→ Texte d'étude:
-------------------------
DYLANOLOGIE. Song To Woody.

Reprise du flambeau

Marcher dans les traces des anciens et tracer son propre sillon, emprunter en réinventant sans cesse, revendiquer un héritage tout en jouant les iconoclastes et les partisans de la table rase: tels sont les principes a priori contradictoires qui sous-tendent l’œuvre du plus grand songwriter que l’Amérique ait produit. Un individualiste forcené tel que Dylan, qui met un point d’honneur à se tenir à l’écart des ligues, des cliques et des meutes (« bande à part sacrebleu c’est ma règle et j’y tiens »), ne peut se choisir pour figures tutélaires que des hommes au caractère bien trempé et qui ont marqué leur époque. Quand Brassens se réclame de Villon, Verlaine et Paul Valéry, le Dylan des débuts célèbre ses héros américains, les visages vénérés de son mont Rushmore: Leadbelly, Cisco Houston, Sonny Terry et bien sûr Woody Guthrie.

Quelques mois avant d’enregistrer son premier album, Dylan avait rendu visite à Guthrie, interné depuis quatre ans dans un hôpital psychiatrique du New Jersey et victime de la maladie de Huntington, dont il devait mourir en 1967. Pour comprendre la place qu’occupait alors Guthrie dans son panthéon personnel, il suffit de rappeler que seuls deux titres composés par Dylan figurent sur le disque: l’un est un hommage direct à Guthrie et l’autre un talking blues qui copie ouvertement le style du grand Woody. 

« I’m out here a thousand miles from my home / Walking a road other men have gone down »: à nouveau le déracinement, à nouveau la persona romantique du rambler, mais ce voyageur n’est pas sans bagages, il porte en lui toute une tradition, toute une histoire, car d’autres avant lui ont montré la voie. D’emblée, Dylan s’inscrit dans une lignée dont il se présente comme l’héritier légitime: chanter ceux qu’il admire, c’est aussi l’acte fondateur d’une identité propre. La mort prochaine du modèle ne fait que renforcer le désir de reprendre le flambeau et d’assurer la continuité à un moment charnière où le vieux monde incarné par Guthrie disparaît pour laisser la place à un futur incertain et rempli de possibles: « It looks like it’s dyin’ and it’s hardly been born ».

Les glorieux anciens viennent peupler la chanson comme autant de présences vivantes et animées, d’êtres de chair et de sang que Dylan semble convoquer à ses côtés mais qui prennent place dans une vision fantomatique, spectres dispersés aux quatre vents par les rafales impitoyables du temps: « Here’s to the hands and the hearts of the men / That come with the dust and are gone with the wind». C’est autant sinon davantage aux nomades qu’aux musiciens que Dylan tire son chapeau, ces hobos couverts de poussière et surgis d’un autre âge qui incarnent pour lui comme pour Kerouac un mode de vie rêvé et idéalisé, le mouvement perpétuel, l’existence par et pour l’éphémère et le transitoire.
-------------------------
→ Consigne 1:
Pouvez-vous recopier, dans le texte sur Song To Woody, le passage qui va de « DYLANOLOGIE. Song To » jusqu'à « sûr Woody Guthrie. » ?
→ Consigne 2:
Pouvez-vous prolonger le texte sur Song To Woody après sa dernière phrase ?
Les lignes ci-dessous ne sont d'aucune utilité ici.

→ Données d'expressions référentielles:
-------------------------
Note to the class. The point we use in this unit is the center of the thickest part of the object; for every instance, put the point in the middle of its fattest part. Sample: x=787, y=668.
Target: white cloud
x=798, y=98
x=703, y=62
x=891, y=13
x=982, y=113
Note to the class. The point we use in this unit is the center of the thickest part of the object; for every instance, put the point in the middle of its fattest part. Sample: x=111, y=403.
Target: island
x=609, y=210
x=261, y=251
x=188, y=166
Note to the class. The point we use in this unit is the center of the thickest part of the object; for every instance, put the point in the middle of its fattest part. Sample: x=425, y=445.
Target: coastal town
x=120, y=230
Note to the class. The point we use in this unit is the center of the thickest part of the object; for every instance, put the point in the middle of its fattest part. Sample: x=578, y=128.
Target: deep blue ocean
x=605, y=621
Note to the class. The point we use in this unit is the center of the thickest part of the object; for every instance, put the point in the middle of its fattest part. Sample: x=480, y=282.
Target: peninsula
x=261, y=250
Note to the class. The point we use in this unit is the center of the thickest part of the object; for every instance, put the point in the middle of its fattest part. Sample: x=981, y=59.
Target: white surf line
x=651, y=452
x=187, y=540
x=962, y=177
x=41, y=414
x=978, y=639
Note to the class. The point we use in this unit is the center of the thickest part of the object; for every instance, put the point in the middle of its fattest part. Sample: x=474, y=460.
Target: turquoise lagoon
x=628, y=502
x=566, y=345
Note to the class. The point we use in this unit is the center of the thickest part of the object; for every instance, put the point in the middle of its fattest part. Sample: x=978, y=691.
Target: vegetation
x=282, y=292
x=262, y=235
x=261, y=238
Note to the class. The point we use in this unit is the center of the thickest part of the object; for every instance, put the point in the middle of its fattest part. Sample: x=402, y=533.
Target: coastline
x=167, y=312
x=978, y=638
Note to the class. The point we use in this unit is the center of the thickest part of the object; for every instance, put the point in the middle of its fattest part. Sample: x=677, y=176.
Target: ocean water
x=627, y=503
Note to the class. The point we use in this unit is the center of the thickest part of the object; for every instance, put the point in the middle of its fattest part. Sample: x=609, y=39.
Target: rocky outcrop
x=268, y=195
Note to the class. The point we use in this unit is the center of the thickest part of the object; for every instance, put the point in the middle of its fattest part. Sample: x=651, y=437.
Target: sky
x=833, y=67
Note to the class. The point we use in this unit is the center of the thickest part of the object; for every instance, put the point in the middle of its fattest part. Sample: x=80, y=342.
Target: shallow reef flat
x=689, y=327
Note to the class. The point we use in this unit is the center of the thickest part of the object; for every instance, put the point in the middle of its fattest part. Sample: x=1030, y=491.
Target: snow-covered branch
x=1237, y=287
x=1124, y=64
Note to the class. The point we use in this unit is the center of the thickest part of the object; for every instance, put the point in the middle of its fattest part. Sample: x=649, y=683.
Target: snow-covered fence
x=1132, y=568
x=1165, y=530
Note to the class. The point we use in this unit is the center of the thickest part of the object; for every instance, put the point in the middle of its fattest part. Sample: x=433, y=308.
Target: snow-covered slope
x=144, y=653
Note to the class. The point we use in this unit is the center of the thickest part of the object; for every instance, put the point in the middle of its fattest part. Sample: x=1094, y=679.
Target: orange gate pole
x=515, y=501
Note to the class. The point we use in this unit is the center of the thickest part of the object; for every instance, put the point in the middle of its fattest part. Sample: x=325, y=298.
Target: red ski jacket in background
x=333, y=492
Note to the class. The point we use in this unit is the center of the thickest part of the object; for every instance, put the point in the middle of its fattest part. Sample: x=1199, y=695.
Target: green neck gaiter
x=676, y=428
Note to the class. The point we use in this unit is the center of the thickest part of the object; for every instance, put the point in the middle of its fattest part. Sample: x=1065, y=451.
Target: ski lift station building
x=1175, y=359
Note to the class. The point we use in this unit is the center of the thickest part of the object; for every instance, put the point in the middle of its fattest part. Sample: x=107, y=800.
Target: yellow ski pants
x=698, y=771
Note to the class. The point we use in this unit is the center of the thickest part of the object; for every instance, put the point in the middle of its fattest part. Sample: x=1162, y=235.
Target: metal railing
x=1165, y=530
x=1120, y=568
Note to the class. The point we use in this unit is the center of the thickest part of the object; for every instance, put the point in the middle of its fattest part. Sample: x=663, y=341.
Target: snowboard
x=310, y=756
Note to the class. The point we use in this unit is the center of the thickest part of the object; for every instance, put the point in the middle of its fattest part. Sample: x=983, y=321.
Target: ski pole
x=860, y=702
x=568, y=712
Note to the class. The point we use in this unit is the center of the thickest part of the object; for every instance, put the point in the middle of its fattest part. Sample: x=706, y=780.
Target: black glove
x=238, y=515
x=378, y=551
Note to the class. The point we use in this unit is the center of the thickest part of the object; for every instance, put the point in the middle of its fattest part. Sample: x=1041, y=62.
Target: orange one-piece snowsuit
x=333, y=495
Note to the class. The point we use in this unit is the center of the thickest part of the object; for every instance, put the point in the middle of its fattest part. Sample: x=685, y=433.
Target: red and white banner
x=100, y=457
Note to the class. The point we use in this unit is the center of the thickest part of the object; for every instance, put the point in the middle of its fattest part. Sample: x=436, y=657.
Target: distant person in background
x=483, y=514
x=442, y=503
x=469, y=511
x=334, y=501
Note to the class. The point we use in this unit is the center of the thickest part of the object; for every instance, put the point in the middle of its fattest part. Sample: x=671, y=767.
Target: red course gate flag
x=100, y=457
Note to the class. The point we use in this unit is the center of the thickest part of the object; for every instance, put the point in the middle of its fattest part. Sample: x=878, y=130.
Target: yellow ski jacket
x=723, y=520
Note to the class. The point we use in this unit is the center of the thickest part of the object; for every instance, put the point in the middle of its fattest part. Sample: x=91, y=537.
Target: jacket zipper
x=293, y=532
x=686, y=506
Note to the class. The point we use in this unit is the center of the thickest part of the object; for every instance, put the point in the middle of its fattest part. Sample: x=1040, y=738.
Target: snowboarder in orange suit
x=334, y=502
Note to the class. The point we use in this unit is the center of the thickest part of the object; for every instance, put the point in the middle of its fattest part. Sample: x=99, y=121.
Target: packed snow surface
-------------------------
→ Corrigé 1:
DYLANOLOGIE. Song To Woody.

Reprise du flambeau

Marcher dans les traces des anciens et tracer son propre sillon, emprunter en réinventant sans cesse, revendiquer un héritage tout en jouant les iconoclastes et les partisans de la table rase: tels sont les principes a priori contradictoires qui sous-tendent l’œuvre du plus grand songwriter que l’Amérique ait produit. Un individualiste forcené tel que Dylan, qui met un point d’honneur à se tenir à l’écart des ligues, des cliques et des meutes (« bande à part sacrebleu c’est ma règle et j’y tiens »), ne peut se choisir pour figures tutélaires que des hommes au caractère bien trempé et qui ont marqué leur époque. Quand Brassens se réclame de Villon, Verlaine et Paul Valéry, le Dylan des débuts célèbre ses héros américains, les visages vénérés de son mont Rushmore: Leadbelly, Cisco Houston, Sonny Terry et bien sûr Woody Guthrie.

→ Corrigé 2:
Dylan, devenu avec les années une véritable encyclopédie vivante de la musique américaine (comme il l’a démontré dans ses Chronicles ou au micro de l’émission de radio Theme time radio hour), a toujours puisé dans le répertoire folk, inépuisable source d’inspiration. En 1992, il sort Good as I been to you, album de reprises de standards et de ballades immémoriales, sur lequel on trouve le superbe « Hard times » de Stephen Forster, dont le texte évoque les souffrances des humbles et des miséreux. Ici, c’est clairement aux heures sombres de la Grande Dépression, période pendant laquelle Guthrie sillonnait le pays pour témoigner des ravages de la crise, que Dylan fait référence. Le dust bowl fit des dégâts terribles dans l’Oklahoma et l’Arkansas dans les années trente et le vers cité plus haut fait écho à « Pastures of plenty » de Guthrie, lui-même parfois surnommé le dust bowl troubadour:« On the edge of the city you’ll see us and then / We come with the dust and we go with the wind ».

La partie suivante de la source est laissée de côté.